• [Bacaan]
┌──
• logo nu online
Home Nasional Warta Sejarah Khutbah Taushiyah Kuluwung Ubudiyah Daerah Keislaman Syariah Obituari Risalah Doa Tokoh Tauhid Profil Hikmah Opini Wawancara PWNU Ngalogat Ekonomi Lainnya
Sabtu, 11 Mei 2024

Ngalogat

Menakar Penulis Ta'limul Muta'allim Imam Zarnuji

Menakar Penulis Ta'limul Muta'allim Imam Zarnuji
(Ilustrasi: NU Online Jabar/M Rizqy Fauzi).
(Ilustrasi: NU Online Jabar/M Rizqy Fauzi).

Salah satu kitab adab pencari ilmu yang populer di belahan dunia Islam, terlebih lagi di Indonesia adalah kitab Ta'limul Muta'allim. 


Kitab ini disiapkan khusus bagi para pencari ilmu, tidak seperti Tadzkiroh Sami' wal Mutakallimin karya Imam Ibnul Jama'ah, atau Adabul 'alim wal Muta'allimin karya KH. Hasyim Asy'ari, yang bukan saja ditulis untuk pencari ilmu, melainkan untuk para penyampai ilmu ('alim).


Pencari ilmu yang dimaksud bukan hanya pencari ilmu fardlu 'ain ( ulumuddin) seperti yang sering difahami, melainkan meliputi ilmu fardlu kifayah, seperti ilmu kealaman, ilmu sosial, ilmu pertahanan, kesehatan, arsitek, pertanian, dan sebagainya.


Sebelum membahas adab, penulis mengawali dengan pembahasan amat penting ihwal konsep ilmu dan taksonominya, yang sekaligus menjadi penanda demarkasi antara konsep pengetahuan dalam Islam dengan konsep pengetahuan lainnya.


Bagi sebagian pengamat seperti Guru Gembul, kitab ini cukup problemtis, bukan saja problematis pada materi yang disajikan, juga pada sosok penulisnya.


Dikatakan, Imam Zarnuji sang penulis, tidak tercatat dalam buku-buku rekam jejak para ulama, semisal kitab thobaqot, kitab tarikh, dan yang lainnya. Ketidakjelasan informasi tentang Imam Zarnuji sebagai penulis, bagi sang pengamat menambah beban problematis kitab ini. Kejanggalan yang dirasakan sang pengamat sangat mungkin dirasakan yang lain. 


Situasi seperti ini terjadi akibat minimnya bergumul dengan karya-karya ulama dan metodologinya, atau karena memang tergesa-gesa.Padahal selain Ta'limul Muta'allim, didapati kitab-kitab lainnya yang serupa, yang juga populer dan diterima khalayak.


Sebagai contoh kitab Baiquniyah dan Ushul Syasyi. Keduanya sangat populer dan diterima luas di kalangan ilmuwan. Baiquniyah diterima oleh hampir seluruh peneliti ilmu hadits dunia, mulai zamannya sampai hari ini. Ushul Syasyi menjadi semacam kitab babon yang rutin dikaji dalam komunitas ilmiah madzhab Hanafi.
└──
• [Petunjuk Tugas] Teruskan bacaan di atas tentang penulis kitab Ta'limul Muta'allim, mulai setelah kalimat terakhirnya. Data di bawah ini tidak ada hubungannya dengan bacaan tadi.

• [Bahan]
┌──
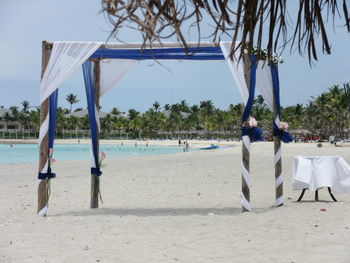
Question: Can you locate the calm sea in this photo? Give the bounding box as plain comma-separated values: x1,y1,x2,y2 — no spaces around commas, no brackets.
0,144,183,164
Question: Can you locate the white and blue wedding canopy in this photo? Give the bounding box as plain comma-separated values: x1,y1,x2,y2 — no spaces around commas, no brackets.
38,41,283,216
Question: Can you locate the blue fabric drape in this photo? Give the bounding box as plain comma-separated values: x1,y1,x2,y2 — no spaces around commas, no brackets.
90,47,225,60
270,63,293,143
83,61,102,176
241,55,264,142
38,89,58,180
49,89,58,149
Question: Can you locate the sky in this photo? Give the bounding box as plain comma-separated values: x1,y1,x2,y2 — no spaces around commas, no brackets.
0,0,350,111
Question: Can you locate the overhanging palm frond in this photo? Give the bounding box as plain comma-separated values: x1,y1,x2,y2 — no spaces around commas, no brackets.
101,0,350,62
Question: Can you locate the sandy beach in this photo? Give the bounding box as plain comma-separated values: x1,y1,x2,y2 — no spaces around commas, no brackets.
0,141,350,263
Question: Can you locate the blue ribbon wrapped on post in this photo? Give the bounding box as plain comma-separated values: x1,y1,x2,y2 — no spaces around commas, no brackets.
38,167,56,180
241,127,264,142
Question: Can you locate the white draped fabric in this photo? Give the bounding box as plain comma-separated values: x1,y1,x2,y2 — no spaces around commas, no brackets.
292,156,350,194
255,61,273,111
100,59,137,96
40,42,102,104
220,42,249,105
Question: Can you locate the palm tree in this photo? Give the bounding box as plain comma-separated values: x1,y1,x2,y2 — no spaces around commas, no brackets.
111,107,123,116
199,100,215,132
66,93,79,113
153,101,160,112
102,0,350,61
21,100,29,112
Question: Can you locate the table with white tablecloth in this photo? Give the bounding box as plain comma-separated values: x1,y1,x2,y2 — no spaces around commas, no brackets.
292,156,350,200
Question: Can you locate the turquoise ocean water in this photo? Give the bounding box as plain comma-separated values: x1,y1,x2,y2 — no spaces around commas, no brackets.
0,144,183,164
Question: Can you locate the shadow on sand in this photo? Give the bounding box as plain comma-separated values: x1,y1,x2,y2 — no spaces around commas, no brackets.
48,207,272,217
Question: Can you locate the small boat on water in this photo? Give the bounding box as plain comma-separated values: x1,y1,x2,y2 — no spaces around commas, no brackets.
199,144,233,150
199,144,219,150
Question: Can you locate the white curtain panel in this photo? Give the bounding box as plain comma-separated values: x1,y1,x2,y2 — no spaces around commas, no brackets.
40,42,103,104
220,42,249,105
100,59,137,96
255,61,273,111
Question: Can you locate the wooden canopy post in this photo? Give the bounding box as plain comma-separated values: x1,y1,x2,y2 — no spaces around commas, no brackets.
242,56,251,212
37,41,52,216
272,80,283,207
90,60,100,208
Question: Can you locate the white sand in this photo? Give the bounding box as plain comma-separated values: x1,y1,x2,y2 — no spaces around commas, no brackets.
0,143,350,263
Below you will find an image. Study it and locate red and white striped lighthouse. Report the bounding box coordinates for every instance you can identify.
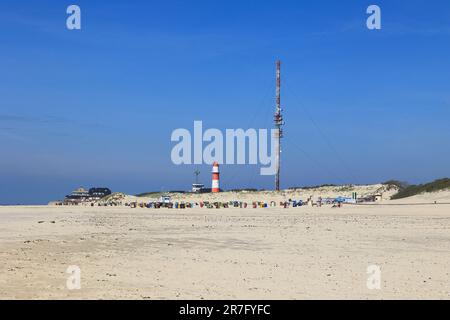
[212,162,220,193]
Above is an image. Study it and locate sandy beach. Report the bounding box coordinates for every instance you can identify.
[0,192,450,299]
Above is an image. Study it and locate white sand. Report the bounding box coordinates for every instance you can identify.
[0,192,450,299]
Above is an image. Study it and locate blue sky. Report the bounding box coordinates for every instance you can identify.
[0,0,450,204]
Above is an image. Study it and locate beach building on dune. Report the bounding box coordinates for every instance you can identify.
[64,187,111,205]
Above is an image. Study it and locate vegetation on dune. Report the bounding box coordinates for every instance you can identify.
[391,178,450,200]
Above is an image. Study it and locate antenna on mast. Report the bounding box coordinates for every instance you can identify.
[274,60,284,191]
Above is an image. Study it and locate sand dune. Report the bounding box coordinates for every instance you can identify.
[0,192,450,299]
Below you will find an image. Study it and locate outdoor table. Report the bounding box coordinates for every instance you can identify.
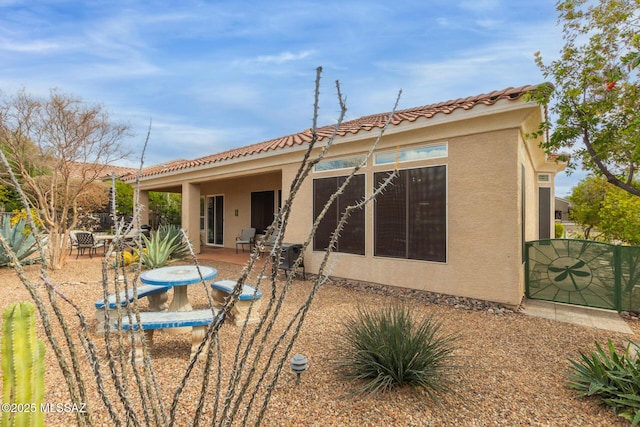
[140,265,218,311]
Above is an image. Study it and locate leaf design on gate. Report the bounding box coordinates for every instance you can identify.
[549,260,591,289]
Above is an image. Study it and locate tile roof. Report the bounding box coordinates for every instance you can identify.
[134,83,548,177]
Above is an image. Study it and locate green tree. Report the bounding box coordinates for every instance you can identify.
[536,0,640,196]
[569,176,640,245]
[0,90,129,269]
[599,186,640,245]
[569,176,608,239]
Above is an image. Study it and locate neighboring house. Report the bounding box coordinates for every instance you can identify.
[125,86,565,305]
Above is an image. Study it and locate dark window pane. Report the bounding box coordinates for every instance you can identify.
[538,187,551,239]
[251,191,275,234]
[313,177,338,251]
[313,175,365,255]
[405,166,447,262]
[374,172,407,258]
[336,175,365,255]
[374,166,447,262]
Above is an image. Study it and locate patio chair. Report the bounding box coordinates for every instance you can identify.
[69,230,78,255]
[75,231,105,259]
[236,228,256,253]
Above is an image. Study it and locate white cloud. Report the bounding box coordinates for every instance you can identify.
[255,50,314,64]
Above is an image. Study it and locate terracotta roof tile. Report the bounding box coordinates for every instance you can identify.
[134,83,546,177]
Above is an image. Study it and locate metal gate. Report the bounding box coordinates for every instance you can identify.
[525,239,640,312]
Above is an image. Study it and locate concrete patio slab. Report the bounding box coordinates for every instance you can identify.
[524,300,633,335]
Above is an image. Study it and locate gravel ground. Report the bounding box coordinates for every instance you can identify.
[0,259,640,426]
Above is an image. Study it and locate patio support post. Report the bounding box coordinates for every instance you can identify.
[136,190,149,228]
[182,182,200,254]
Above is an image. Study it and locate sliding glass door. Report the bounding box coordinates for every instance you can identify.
[207,196,224,246]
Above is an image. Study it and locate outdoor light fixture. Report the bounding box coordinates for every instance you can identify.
[291,354,308,385]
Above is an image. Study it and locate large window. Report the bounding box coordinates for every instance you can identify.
[374,166,447,262]
[313,175,365,255]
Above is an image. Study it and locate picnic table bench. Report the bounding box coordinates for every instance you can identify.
[95,285,171,332]
[113,308,219,363]
[211,280,262,326]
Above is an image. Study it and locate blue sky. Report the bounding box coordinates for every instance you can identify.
[0,0,577,195]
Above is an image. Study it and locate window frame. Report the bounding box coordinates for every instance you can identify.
[372,164,449,264]
[373,141,449,166]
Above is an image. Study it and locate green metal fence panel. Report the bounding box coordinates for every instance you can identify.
[618,246,640,312]
[525,239,620,311]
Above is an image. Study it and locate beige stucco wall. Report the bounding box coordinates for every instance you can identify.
[283,123,521,304]
[136,100,556,305]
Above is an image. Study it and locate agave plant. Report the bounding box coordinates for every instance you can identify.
[140,225,189,268]
[0,216,39,267]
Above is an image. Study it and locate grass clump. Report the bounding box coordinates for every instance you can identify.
[568,340,640,426]
[338,304,457,402]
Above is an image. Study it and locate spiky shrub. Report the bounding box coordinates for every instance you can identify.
[568,340,640,426]
[141,225,189,268]
[0,302,45,426]
[0,216,38,267]
[338,304,457,401]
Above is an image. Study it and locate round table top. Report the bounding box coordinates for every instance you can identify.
[140,265,218,286]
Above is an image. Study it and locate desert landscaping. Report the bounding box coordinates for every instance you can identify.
[0,257,640,426]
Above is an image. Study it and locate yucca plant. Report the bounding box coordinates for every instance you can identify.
[0,216,38,267]
[140,225,189,268]
[568,340,640,426]
[338,304,457,402]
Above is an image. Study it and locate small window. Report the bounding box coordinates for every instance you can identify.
[313,156,366,172]
[375,143,448,165]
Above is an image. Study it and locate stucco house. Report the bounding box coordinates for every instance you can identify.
[129,86,565,305]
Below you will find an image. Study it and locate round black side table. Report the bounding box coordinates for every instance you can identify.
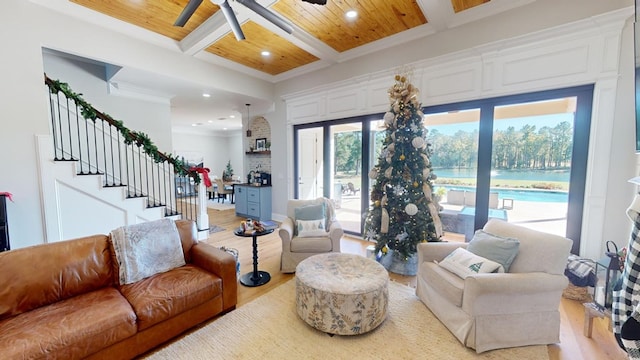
[233,228,273,287]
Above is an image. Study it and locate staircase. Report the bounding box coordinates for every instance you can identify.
[36,75,209,242]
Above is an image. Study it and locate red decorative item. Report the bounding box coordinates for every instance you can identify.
[0,191,13,202]
[189,166,211,187]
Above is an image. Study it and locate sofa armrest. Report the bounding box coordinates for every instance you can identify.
[462,272,569,315]
[191,242,238,310]
[417,241,467,266]
[329,220,344,252]
[278,217,293,252]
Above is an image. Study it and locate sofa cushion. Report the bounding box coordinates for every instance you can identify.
[111,219,185,284]
[438,248,504,279]
[467,230,520,272]
[120,265,222,330]
[0,235,114,320]
[419,261,464,307]
[0,287,137,359]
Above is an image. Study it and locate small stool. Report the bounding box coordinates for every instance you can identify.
[296,253,389,335]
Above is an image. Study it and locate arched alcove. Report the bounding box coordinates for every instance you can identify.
[245,116,271,184]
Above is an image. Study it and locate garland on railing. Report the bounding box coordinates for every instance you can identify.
[45,74,200,184]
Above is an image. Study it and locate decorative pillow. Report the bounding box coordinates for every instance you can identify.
[296,219,327,237]
[294,202,328,235]
[467,230,520,272]
[438,248,504,279]
[111,219,185,285]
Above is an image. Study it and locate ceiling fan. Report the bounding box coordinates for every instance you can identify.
[173,0,293,41]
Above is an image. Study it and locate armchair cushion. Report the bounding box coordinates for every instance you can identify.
[294,202,327,236]
[438,248,504,279]
[467,230,520,272]
[296,219,327,237]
└──
• [Jawaban Benar]
Padahal, baik pengarang Mandhumah Baiquniyah maupun Ushul Syasyi sama-sama tidak ditemukan atau minim informasi akan rekam jejak keduanya. Situasi ini sama sekali tidak mengurangi para pegiat hadits maupun begawan ushul fiqih Hanafi untuk mendarasnya.


Lantas apa argumen ilmiah para ulama otoritatif menerima karya-karya yang dianggap "bermasalah"? 


Di dalam memverifikasi sebuah informasi, epistemologi Islam memungkinkan lahirnya ragam metodologi, yang selain kaya juga canggih, yang tidak dimiliki tradisi keilmuan lain.


Kita mengenal metodologi isnad dalam ilmu hadits, kita pun mengenal amal ahli madinah, konsep masyhur atau istifadhoh, konsep penerimaan kolektif pemilik otoritas (Talaqqil ummah bil qobul) dalam rumpun ilmu fiqih dan ushul fiqih, sampai pendekatan irfani, seperti mimpi, ilham, an lain-lain.


Dalam catatan kecil ini hanya akan digunakan 3 metode dalam mendekati masalah ini, yaitu ; 

  1. Talaqqil ummah bil qobul 
  2. Masyhur atau istifadhoh 
  3. Tautsiqul majhul.

Metode pertama yakni Talaqqil ummah bil qobul. Konsep ini menyatakan bahwa suatu informasi dapat kita percayai karena telah beredar luas disertai penerimaan masif dari para tokoh otoritatif (ahlul ilmi).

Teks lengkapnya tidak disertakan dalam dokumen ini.